*** DATA RECORDS

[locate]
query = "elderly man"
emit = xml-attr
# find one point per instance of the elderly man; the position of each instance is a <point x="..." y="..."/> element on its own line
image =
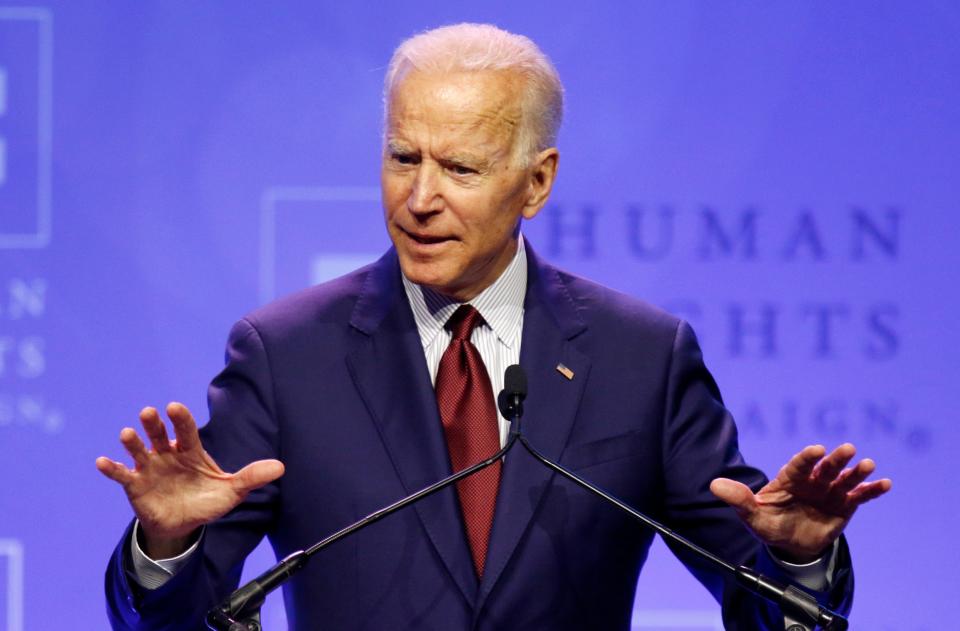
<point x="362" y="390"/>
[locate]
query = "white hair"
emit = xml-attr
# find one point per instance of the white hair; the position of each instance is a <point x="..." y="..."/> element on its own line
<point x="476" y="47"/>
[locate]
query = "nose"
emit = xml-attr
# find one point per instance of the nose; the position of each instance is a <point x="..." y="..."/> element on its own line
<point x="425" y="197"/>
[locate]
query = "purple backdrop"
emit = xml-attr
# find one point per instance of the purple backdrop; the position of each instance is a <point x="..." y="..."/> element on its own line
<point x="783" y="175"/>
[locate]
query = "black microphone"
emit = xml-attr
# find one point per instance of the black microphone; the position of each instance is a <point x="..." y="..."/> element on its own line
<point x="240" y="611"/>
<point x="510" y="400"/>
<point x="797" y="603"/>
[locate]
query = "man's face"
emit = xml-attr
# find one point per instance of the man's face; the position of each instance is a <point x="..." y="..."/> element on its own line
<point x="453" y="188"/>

******
*** DATA RECORDS

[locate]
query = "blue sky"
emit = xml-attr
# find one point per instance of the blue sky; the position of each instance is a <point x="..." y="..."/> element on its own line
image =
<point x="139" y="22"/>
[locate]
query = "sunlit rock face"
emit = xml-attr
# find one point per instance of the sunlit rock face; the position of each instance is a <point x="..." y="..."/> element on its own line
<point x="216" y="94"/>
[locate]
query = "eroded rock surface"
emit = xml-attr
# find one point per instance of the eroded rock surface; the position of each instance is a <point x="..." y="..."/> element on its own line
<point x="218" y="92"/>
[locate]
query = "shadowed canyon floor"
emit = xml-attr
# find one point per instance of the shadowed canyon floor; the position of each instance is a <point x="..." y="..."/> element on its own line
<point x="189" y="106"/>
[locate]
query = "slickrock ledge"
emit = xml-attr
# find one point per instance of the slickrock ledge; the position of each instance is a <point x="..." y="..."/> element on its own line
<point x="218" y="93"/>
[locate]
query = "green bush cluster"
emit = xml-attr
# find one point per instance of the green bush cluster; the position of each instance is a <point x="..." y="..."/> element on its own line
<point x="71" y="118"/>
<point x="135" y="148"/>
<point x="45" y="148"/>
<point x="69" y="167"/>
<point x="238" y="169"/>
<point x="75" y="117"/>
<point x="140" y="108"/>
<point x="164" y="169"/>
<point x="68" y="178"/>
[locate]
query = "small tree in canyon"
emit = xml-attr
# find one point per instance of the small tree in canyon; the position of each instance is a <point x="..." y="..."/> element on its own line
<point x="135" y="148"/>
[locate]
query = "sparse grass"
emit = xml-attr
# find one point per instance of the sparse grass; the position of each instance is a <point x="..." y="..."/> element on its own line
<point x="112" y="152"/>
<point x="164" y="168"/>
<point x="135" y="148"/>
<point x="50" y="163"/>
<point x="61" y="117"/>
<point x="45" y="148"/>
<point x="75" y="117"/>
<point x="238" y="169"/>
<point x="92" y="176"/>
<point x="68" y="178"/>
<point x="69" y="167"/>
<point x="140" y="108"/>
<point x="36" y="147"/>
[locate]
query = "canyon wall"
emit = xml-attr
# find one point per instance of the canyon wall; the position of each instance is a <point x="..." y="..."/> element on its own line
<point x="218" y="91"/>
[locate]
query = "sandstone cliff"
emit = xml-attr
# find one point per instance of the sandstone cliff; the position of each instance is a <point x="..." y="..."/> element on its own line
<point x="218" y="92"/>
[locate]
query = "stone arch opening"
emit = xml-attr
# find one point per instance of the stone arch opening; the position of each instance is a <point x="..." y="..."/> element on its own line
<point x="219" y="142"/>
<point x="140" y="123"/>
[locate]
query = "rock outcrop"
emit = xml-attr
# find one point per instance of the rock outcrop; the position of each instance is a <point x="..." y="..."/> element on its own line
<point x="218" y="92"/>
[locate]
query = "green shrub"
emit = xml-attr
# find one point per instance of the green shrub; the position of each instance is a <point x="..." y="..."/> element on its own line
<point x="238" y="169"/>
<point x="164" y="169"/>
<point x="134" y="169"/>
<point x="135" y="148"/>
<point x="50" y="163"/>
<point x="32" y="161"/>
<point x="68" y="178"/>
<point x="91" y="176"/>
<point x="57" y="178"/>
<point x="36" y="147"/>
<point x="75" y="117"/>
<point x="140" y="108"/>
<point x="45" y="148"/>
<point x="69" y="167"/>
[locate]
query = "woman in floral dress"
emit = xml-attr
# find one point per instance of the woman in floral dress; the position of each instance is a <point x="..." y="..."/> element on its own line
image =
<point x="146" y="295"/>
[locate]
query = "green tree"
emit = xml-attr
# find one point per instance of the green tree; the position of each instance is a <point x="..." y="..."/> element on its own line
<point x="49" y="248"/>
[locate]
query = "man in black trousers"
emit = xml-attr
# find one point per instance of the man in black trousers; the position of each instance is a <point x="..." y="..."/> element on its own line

******
*** DATA RECORDS

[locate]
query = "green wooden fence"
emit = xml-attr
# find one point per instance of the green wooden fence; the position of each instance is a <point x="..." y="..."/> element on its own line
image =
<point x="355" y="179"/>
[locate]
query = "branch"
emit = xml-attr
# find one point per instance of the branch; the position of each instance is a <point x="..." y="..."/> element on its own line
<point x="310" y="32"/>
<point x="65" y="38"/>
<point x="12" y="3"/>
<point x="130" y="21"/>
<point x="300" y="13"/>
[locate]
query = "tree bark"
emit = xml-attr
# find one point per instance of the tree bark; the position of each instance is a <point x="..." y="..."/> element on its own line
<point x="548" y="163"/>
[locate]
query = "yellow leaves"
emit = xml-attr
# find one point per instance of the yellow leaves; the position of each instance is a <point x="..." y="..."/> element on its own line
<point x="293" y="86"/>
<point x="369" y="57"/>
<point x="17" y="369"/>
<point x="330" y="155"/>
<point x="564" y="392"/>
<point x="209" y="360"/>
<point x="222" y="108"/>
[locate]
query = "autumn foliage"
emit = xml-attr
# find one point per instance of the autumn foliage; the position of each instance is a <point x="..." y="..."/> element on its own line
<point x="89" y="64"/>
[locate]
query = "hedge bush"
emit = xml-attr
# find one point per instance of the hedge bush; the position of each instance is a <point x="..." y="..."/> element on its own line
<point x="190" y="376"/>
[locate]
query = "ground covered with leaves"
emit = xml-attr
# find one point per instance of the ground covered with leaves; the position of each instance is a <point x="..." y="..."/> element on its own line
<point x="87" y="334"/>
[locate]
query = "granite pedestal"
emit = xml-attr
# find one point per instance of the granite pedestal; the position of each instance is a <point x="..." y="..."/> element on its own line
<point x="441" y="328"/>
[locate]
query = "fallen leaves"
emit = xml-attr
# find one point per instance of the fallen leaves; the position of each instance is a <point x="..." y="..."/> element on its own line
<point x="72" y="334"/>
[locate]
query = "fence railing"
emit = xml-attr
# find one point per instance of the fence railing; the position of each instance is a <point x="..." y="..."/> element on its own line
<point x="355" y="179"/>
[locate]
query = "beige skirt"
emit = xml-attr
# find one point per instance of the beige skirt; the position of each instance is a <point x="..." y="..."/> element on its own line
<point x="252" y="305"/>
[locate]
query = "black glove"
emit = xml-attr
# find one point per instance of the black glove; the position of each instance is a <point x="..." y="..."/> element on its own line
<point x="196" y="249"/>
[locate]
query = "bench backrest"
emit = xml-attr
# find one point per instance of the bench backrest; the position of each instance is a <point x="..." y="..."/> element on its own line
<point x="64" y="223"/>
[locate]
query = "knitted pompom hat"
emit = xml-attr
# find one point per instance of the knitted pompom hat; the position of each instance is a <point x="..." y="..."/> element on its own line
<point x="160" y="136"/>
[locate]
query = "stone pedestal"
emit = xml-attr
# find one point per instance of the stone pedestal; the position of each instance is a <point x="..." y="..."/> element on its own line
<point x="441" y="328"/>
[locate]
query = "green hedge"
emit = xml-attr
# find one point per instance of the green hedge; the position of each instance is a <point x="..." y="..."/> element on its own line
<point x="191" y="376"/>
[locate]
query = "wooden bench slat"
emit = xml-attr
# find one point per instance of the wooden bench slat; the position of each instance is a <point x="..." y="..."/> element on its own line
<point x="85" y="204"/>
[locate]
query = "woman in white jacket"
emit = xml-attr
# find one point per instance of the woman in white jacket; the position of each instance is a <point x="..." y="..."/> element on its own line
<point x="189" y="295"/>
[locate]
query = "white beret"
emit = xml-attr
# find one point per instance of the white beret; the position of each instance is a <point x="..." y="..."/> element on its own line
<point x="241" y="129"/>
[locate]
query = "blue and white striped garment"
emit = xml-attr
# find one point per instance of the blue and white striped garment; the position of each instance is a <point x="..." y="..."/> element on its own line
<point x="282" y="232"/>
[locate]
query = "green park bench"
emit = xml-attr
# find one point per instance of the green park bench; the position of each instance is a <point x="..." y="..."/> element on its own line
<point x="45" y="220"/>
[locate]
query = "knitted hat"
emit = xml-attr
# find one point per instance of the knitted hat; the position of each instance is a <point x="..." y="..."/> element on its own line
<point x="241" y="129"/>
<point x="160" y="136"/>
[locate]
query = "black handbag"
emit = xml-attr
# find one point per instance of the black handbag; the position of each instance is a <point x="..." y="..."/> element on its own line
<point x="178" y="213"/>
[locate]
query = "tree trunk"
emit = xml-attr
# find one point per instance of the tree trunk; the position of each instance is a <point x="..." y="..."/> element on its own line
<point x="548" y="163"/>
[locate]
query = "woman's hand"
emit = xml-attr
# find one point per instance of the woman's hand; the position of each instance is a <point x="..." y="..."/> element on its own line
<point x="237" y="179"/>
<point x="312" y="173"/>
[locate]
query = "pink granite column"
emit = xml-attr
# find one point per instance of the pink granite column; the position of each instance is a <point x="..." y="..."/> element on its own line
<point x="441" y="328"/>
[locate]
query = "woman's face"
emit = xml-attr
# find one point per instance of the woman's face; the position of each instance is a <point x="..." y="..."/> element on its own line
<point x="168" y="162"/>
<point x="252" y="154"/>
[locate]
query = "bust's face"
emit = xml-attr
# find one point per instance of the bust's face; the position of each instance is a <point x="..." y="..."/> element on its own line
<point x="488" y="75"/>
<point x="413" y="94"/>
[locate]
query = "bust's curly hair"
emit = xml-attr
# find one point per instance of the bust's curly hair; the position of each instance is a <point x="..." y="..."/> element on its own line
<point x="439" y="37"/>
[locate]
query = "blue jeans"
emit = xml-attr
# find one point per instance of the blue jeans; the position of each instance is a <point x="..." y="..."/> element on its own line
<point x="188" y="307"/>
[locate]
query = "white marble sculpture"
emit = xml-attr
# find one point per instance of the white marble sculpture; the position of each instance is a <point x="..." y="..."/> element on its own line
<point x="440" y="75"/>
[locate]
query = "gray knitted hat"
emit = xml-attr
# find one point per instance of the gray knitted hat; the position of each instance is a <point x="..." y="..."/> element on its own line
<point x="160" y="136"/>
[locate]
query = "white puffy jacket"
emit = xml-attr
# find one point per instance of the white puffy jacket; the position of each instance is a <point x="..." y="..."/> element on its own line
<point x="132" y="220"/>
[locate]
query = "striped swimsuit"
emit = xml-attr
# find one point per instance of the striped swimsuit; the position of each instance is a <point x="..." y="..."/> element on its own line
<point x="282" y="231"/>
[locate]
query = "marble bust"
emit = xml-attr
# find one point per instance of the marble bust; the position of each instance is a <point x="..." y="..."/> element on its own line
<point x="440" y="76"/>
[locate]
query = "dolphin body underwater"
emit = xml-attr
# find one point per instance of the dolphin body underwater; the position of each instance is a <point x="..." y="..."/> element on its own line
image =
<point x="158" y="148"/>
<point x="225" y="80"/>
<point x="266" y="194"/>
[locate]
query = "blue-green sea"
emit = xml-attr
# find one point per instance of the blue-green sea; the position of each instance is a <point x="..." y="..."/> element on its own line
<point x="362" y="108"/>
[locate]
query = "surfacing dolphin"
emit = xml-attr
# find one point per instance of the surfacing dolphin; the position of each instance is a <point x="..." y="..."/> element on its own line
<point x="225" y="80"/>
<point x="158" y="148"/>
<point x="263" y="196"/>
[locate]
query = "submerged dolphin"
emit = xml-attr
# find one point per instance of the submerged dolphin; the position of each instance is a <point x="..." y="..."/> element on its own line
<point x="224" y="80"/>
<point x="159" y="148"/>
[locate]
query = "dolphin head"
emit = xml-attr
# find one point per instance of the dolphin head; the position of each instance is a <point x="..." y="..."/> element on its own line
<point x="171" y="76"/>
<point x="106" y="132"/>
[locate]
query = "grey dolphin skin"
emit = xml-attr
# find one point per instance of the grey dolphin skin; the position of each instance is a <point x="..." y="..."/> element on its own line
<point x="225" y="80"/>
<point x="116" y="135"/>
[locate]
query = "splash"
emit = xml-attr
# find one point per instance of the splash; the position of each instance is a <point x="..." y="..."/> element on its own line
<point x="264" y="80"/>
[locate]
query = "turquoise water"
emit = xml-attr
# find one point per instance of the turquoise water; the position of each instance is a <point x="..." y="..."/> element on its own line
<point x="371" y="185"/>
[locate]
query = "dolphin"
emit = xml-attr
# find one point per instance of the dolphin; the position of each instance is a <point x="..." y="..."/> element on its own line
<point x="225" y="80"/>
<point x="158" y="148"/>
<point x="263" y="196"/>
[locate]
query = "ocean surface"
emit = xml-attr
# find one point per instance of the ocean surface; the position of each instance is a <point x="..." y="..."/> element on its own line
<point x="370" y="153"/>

******

#### TASK STATEMENT:
All lines with the string "underwater" must be copied from the data.

#### RESULT OF THIS EXERCISE:
query = "dolphin body underwater"
# find one point per instance of the dolphin body underwater; the position of each instance is a <point x="..." y="..."/> element on its own line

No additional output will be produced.